SELECTION
========================================

Yes I think I would have to agree. I was 17 when this came out and it changed everything for me and it sounds great today :thumbup:

cheers

b


----------



## Mr Cracker (Nov 25, 2010)

Faze said:


> Mr Cracker said:
> 
> 
> > One album! that's a tough one.........A Donny Hathaway collection by Donny Hathaway
> ...


One of the best voices in music


----------



## BondandBigM (Apr 4, 2007)

Tough to make one choice, my tastes changed over the years. For the moment I'll got with this, wore it out and I still have it in a box somewhere upstairs. At the time when it was released all my mates were buying the usual suspect but I'd heard or read about them ?? not sure now it was so long ago and bought it. The whole album still sounds good today imho of course as always.


----------



## jaslfc5 (Jan 2, 2007)

Tough choice would have to be two .

========================================

EXTRACTED DATA
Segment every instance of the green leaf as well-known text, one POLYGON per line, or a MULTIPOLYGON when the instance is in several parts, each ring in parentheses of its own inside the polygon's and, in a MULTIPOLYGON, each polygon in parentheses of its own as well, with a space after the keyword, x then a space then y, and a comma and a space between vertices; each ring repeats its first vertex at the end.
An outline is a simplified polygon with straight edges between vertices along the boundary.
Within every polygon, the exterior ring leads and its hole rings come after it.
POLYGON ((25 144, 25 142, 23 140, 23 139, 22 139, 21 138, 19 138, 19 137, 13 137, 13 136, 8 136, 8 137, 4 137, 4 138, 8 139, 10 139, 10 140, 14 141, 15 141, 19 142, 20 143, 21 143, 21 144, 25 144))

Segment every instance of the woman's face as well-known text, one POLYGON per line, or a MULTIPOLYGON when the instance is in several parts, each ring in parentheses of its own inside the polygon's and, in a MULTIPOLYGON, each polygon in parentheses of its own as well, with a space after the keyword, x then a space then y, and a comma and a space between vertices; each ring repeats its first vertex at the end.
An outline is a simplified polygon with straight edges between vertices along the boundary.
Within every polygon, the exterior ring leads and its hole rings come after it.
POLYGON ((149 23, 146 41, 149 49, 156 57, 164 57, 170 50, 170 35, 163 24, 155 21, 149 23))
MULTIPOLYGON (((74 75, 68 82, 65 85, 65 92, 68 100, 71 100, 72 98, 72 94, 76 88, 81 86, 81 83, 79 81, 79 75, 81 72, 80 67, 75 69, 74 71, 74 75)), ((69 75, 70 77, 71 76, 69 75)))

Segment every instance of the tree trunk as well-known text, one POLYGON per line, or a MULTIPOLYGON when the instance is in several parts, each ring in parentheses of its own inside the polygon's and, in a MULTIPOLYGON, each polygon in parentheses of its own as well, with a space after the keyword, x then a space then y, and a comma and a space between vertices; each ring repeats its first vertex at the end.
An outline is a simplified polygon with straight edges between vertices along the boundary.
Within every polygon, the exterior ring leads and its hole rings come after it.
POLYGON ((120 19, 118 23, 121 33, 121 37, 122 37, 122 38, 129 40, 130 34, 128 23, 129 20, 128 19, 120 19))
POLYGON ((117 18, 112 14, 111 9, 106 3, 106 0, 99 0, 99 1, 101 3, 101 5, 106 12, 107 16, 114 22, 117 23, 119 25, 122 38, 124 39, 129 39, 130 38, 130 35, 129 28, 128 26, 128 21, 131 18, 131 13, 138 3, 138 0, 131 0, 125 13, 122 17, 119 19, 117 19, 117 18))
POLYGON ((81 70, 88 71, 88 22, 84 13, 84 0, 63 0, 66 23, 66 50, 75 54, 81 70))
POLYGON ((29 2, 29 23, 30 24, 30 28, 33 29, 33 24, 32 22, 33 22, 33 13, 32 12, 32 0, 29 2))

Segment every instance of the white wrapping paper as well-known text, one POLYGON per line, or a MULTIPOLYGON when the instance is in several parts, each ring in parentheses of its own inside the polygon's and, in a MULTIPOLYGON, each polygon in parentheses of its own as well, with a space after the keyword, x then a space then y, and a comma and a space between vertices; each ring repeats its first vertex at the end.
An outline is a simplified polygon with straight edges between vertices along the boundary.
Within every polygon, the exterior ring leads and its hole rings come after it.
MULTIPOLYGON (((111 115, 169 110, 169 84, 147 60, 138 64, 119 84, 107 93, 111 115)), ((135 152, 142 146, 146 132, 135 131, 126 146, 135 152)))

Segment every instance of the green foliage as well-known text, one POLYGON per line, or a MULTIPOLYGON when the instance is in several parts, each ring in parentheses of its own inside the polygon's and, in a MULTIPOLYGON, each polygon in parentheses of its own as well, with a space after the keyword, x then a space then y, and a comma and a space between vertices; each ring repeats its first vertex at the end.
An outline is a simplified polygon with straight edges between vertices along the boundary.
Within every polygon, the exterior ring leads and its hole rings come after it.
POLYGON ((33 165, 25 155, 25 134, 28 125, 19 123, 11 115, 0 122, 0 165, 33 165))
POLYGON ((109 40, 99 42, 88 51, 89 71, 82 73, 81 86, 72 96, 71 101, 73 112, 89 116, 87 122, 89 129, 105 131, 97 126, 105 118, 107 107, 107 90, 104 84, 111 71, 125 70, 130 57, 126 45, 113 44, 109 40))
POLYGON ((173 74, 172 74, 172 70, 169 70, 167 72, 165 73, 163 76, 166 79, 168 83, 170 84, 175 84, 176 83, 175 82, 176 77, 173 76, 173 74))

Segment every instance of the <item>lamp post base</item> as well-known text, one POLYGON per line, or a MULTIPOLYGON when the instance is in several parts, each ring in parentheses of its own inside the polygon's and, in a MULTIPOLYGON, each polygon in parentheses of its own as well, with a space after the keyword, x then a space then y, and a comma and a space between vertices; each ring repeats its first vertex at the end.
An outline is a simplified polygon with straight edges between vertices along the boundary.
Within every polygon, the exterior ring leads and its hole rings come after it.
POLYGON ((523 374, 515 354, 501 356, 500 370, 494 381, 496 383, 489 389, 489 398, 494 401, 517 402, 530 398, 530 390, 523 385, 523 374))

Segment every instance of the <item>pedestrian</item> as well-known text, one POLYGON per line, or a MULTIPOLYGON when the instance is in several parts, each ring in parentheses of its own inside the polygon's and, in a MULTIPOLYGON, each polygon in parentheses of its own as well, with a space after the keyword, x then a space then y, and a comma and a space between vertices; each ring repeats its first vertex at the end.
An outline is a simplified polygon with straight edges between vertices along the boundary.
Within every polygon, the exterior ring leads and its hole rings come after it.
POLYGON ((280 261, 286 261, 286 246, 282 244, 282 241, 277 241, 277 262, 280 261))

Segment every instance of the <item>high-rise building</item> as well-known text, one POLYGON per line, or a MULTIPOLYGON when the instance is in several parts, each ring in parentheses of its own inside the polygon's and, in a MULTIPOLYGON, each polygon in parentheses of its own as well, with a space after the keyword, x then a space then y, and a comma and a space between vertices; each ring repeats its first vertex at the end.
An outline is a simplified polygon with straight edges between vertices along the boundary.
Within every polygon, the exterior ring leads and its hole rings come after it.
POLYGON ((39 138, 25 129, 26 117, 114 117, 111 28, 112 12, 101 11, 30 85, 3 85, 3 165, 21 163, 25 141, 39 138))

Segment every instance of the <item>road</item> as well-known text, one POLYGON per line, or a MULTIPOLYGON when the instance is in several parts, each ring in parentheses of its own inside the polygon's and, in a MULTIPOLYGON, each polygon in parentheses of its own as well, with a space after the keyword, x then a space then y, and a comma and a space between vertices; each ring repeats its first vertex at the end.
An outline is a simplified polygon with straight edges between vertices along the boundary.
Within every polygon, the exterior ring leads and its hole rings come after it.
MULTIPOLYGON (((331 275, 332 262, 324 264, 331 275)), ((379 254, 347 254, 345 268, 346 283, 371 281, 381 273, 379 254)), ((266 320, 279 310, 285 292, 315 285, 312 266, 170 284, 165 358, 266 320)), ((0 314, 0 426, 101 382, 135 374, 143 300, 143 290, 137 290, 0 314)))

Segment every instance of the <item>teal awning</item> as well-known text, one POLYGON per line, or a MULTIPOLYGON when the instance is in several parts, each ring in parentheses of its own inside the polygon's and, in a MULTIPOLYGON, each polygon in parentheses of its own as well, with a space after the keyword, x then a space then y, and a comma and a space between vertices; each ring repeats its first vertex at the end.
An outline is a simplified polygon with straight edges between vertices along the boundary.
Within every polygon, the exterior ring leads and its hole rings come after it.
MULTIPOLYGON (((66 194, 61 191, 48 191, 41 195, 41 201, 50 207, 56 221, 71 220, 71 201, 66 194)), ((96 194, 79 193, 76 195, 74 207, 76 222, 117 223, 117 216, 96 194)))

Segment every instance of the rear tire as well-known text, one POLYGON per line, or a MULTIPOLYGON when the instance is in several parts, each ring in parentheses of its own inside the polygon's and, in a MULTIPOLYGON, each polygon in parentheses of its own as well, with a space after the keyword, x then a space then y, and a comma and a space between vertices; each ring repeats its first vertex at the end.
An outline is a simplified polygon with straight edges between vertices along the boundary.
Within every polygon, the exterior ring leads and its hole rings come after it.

========================================

SHORT TASK 1
Quote the passage of the forum thread that starts with "Tough to make" and goes on through "(Jan 2, 2007)".
SHORT TASK 2
Print the lines of the records that start with the line with "Segment every instance of the rear" and go on through the last line of the records, both ends included.

WORKED SOLUTION 1
Tough to make one choice, my tastes changed over the years. For the moment I'll got with this, wore it out and I still have it in a box somewhere upstairs. At the time when it was released all my mates were buying the usual suspect but I'd heard or read about them ?? not sure now it was so long ago and bought it. The whole album still sounds good today imho of course as always.


----------



## jaslfc5 (Jan 2, 2007)

WORKED SOLUTION 2
Segment every instance of the rear tire as well-known text, one POLYGON per line, or a MULTIPOLYGON when the instance is in several parts, each ring in parentheses of its own inside the polygon's and, in a MULTIPOLYGON, each polygon in parentheses of its own as well, with a space after the keyword, x then a space then y, and a comma and a space between vertices; each ring repeats its first vertex at the end.
An outline is a simplified polygon with straight edges between vertices along the boundary.
Within every polygon, the exterior ring leads and its hole rings come after it.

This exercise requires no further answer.